Passage to read:
•••••
Joyce's quote, per the Wikipedia: "I've put so many enigmas and puzzles that it will keep the professors busy for centuries arguing over what I meant..."

I'm not entirely sure "meaning" or "understanding" can be quantified. But even if you do understand "80%" of a text, what if it's the wrong 80%? What if you understand 100% of a text, but your understanding diverges with everyone else's, including the author's? A text like "Lolita" you can read all the way through and feel as though you "understood" it and then go back and reread it and discover there was a whole secret code going on during the novel that you might not have known to see the first time.

Finepox: Jaq is a lady-style person.

Casuistry (Chris P), Tuesday, 1 November 2005 10:38 (eighteen years ago) link

I'm not entirely sure "meaning" or "understanding" can be quantified. But even if you do understand "80%" of a text, what if it's the wrong 80%? What if you understand 100% of a text, but your understanding diverges with everyone else's, including the author's? A text like "Lolita" you can read all the way through and feel as though you "understood" it and then go back and reread it and discover there was a whole secret code going on during the novel that you might not have known to see the first time.

I don't disagree with any of that & in fact anticipated the objection. But I decided I could spend long enough trying to refine what I'm saying to remove this kind of ambiguity, probably still without total success. If we get into philosophical discussion about semantics none of us will ever get out again. I think my basic point is clear enough.
•••••
Material shown:
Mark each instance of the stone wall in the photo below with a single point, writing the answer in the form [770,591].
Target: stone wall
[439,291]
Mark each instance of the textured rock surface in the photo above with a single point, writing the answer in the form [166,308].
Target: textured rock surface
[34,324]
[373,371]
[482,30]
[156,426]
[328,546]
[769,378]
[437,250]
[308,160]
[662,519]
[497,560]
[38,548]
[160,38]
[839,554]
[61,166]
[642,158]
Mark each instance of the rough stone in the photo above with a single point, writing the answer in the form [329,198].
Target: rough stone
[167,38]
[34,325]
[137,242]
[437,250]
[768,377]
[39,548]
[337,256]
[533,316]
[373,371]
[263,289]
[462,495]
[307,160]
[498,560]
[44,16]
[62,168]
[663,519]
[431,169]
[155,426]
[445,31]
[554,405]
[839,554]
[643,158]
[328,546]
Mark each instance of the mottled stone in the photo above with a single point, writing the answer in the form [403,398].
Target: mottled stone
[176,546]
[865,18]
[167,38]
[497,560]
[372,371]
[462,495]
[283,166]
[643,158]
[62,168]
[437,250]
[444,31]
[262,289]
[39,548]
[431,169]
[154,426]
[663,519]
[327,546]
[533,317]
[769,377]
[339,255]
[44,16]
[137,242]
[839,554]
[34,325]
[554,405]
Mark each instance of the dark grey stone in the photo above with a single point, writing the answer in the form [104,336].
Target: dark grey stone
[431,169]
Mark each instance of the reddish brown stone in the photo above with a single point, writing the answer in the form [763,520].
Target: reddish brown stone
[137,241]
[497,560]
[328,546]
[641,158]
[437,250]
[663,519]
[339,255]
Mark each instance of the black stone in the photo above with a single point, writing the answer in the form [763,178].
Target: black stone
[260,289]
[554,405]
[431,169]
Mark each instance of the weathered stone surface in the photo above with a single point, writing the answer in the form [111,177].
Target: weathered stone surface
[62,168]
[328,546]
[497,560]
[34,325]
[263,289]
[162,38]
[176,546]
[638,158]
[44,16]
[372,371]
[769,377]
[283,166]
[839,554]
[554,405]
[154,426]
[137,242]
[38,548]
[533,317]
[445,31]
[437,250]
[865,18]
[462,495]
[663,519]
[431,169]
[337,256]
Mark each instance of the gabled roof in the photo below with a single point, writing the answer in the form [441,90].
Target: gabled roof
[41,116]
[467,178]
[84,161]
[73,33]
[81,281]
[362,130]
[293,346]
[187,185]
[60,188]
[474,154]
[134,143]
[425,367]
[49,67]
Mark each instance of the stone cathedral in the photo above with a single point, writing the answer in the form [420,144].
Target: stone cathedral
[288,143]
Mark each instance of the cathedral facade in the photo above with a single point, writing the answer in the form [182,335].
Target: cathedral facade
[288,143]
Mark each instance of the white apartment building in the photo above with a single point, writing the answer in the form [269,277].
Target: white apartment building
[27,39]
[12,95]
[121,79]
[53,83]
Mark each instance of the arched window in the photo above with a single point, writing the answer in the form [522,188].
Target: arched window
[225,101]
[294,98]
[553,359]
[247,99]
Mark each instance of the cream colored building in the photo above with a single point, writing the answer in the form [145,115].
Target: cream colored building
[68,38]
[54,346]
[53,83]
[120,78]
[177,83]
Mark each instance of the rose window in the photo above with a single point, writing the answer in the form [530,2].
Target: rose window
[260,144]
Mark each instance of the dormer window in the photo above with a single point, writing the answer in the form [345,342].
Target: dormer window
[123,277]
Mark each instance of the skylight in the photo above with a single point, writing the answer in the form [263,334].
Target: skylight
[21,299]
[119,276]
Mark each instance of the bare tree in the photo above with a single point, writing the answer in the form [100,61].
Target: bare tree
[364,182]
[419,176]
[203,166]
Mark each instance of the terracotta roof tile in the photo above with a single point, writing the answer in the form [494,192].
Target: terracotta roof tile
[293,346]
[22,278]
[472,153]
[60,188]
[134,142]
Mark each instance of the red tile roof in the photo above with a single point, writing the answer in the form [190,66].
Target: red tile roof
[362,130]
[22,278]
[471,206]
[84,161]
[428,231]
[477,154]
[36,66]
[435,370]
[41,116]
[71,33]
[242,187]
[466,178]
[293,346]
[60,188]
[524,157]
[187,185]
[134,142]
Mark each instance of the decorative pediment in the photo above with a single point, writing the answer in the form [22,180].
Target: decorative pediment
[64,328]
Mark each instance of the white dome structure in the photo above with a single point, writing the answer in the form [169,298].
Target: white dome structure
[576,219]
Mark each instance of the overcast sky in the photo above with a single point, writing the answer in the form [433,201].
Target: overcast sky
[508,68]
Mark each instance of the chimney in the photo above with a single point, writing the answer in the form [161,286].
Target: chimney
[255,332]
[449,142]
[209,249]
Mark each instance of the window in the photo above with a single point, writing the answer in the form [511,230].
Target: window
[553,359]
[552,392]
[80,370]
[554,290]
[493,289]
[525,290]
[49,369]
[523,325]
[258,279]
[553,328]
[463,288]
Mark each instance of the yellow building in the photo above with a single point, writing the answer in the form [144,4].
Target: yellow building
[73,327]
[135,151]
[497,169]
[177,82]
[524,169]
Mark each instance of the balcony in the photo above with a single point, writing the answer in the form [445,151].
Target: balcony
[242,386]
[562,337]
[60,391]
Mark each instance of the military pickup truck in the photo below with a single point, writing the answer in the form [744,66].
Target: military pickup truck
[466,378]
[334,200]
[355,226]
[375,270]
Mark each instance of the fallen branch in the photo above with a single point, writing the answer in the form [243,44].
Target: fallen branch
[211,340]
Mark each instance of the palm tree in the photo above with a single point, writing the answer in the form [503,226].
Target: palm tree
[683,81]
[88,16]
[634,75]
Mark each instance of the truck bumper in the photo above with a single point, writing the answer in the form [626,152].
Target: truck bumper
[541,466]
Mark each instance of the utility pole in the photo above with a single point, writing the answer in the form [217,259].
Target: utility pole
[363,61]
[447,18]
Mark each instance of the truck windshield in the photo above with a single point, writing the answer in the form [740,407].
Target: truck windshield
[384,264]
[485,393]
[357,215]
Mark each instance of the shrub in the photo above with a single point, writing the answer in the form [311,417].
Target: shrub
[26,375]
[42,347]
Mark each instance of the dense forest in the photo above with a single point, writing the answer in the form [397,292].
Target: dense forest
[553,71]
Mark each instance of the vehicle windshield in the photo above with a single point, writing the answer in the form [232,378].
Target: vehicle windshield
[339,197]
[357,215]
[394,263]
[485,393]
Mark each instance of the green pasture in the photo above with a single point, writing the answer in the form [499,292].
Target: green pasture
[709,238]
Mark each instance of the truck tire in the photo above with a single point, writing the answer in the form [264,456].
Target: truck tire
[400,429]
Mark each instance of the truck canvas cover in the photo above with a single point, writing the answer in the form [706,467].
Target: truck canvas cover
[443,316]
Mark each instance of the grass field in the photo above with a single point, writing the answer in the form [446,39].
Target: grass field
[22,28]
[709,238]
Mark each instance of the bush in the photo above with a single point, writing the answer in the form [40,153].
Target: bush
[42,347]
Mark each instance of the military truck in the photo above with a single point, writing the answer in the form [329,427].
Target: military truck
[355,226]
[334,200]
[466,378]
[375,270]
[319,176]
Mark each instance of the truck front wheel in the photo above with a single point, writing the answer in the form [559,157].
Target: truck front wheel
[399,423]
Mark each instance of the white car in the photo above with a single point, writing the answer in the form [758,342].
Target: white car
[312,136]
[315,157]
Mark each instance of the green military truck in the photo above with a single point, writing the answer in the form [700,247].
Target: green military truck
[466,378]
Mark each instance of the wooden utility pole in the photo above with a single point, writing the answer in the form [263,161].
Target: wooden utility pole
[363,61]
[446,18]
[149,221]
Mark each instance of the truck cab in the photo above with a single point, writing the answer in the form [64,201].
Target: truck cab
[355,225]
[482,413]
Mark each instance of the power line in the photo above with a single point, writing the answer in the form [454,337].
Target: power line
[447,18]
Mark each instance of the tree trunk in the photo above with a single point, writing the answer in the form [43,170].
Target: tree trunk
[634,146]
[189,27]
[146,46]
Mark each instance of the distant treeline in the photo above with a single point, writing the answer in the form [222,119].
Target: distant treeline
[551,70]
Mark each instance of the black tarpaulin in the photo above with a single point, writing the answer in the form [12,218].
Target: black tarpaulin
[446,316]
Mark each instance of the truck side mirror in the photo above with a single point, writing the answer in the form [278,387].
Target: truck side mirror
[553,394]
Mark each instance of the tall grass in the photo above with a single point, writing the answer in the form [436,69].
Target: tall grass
•••••
Copy out the whole discussion about understanding a text word for word. The listing is separate material and has no connection to the discussion of understanding a text.

Written response:
Joyce's quote, per the Wikipedia: "I've put so many enigmas and puzzles that it will keep the professors busy for centuries arguing over what I meant..."

I'm not entirely sure "meaning" or "understanding" can be quantified. But even if you do understand "80%" of a text, what if it's the wrong 80%? What if you understand 100% of a text, but your understanding diverges with everyone else's, including the author's? A text like "Lolita" you can read all the way through and feel as though you "understood" it and then go back and reread it and discover there was a whole secret code going on during the novel that you might not have known to see the first time.

Finepox: Jaq is a lady-style person.

Casuistry (Chris P), Tuesday, 1 November 2005 10:38 (eighteen years ago) link

I'm not entirely sure "meaning" or "understanding" can be quantified. But even if you do understand "80%" of a text, what if it's the wrong 80%? What if you understand 100% of a text, but your understanding diverges with everyone else's, including the author's? A text like "Lolita" you can read all the way through and feel as though you "understood" it and then go back and reread it and discover there was a whole secret code going on during the novel that you might not have known to see the first time.

I don't disagree with any of that & in fact anticipated the objection. But I decided I could spend long enough trying to refine what I'm saying to remove this kind of ambiguity, probably still without total success. If we get into philosophical discussion about semantics none of us will ever get out again. I think my basic point is clear enough.